TASK →
With the pictures excluded, repeat every entry exactly.

==========

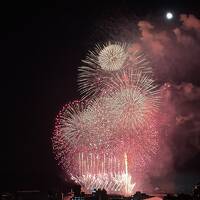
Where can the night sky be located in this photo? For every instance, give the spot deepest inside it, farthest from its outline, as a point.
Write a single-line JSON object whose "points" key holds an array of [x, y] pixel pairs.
{"points": [[42, 44]]}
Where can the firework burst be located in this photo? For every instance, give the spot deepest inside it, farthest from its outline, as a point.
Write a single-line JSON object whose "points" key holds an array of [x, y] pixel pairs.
{"points": [[94, 76], [105, 140]]}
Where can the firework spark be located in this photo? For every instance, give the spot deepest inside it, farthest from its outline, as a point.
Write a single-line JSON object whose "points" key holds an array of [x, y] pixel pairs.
{"points": [[105, 140], [93, 78], [105, 172]]}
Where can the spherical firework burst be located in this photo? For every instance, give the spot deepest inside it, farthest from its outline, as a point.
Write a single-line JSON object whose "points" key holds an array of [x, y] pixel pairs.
{"points": [[134, 100], [104, 141], [112, 56], [99, 68]]}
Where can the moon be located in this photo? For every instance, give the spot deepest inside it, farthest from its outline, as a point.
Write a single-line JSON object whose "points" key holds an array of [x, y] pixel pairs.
{"points": [[169, 15]]}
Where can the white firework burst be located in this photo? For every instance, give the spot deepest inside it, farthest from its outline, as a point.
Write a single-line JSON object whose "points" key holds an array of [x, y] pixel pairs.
{"points": [[93, 78]]}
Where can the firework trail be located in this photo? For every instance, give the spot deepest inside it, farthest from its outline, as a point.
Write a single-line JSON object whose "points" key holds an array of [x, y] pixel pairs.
{"points": [[105, 62], [112, 134]]}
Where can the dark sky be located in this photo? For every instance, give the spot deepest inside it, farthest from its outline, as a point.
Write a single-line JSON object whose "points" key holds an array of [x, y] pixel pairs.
{"points": [[42, 44]]}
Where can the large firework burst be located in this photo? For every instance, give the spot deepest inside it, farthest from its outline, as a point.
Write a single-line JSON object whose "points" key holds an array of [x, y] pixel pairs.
{"points": [[106, 139], [105, 62]]}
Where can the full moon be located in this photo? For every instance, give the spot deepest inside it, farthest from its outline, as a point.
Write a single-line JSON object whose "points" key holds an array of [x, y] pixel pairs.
{"points": [[169, 15]]}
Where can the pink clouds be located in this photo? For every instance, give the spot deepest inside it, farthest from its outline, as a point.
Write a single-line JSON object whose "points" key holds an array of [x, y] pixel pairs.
{"points": [[174, 52], [190, 22]]}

==========

SOLUTION FOR THIS TASK →
Where can the night sky be located in this photo? For every instance, give the spot deepest inside it, farthest from its outline, as a point.
Write a single-line JSON object whose "points" key holds an array of [x, y] pixel pairs.
{"points": [[42, 44]]}
Where can the firework burst be located in this photo? For every instance, give the spot deepest inside it, farthest from its outline, as a point.
Write a single-line JSON object whose "points" key holds an array of [x, y] pixel pairs.
{"points": [[94, 76], [105, 140]]}
Where can the firework spark be located in this photo? For every instance, give the spot deepest inside it, farthest from its outline, as a point.
Write a single-line JSON object whose "points" key holds an array of [x, y] pixel pairs.
{"points": [[105, 140], [93, 78], [105, 172]]}
Where can the spherical firework burst be located in this photo? For every instance, give the spot deepest inside it, farthest from its outline, as a point.
Write a single-line JSON object whose "points" key holds an array of [x, y] pixel pairs.
{"points": [[134, 100], [104, 141], [112, 56], [99, 68]]}
Where can the moon be located in this photo? For every instance, give the spot deepest inside it, farthest from its outline, as a point.
Write a single-line JSON object whose "points" key holds an array of [x, y] pixel pairs.
{"points": [[169, 15]]}
Where can the white firework burst be located in this photo? For every instance, give the spot deepest inside it, farthest from its outline, as a point.
Write a single-line JSON object whose "points" key holds an array of [x, y] pixel pairs.
{"points": [[93, 78]]}
Where can the firework trail be located in this photo? For every instance, give the spot deepest inside it, farthest from its outline, as a point.
Write a single-line JSON object whose "points" key holds an array of [x, y] pixel pairs.
{"points": [[105, 62], [112, 134]]}
Where can the dark sky be located in this photo? For every instance, give the spot deepest inside it, farthest from its outline, as a point.
Write a single-line JSON object whose "points" key holds an array of [x, y] pixel pairs.
{"points": [[42, 44]]}
Where can the large firework burst be located in this photo? For every instance, give the spot deepest inside it, farthest from its outline, as a point.
Write a single-line JSON object whose "points" key holds an array of [x, y] pixel pairs.
{"points": [[106, 139], [105, 62]]}
Where can the full moon be located in this photo? For every instance, give the spot deepest inside it, farthest from its outline, as a point.
Write a single-line JSON object whose "points" key holds an array of [x, y] pixel pairs.
{"points": [[169, 15]]}
Where can the pink clouds be located in this photo? For every instance, give the spot deepest inside it, farthest from its outline, as a point.
Write a single-line JSON object whose "points" key holds an array of [x, y] pixel pairs.
{"points": [[174, 52], [190, 22]]}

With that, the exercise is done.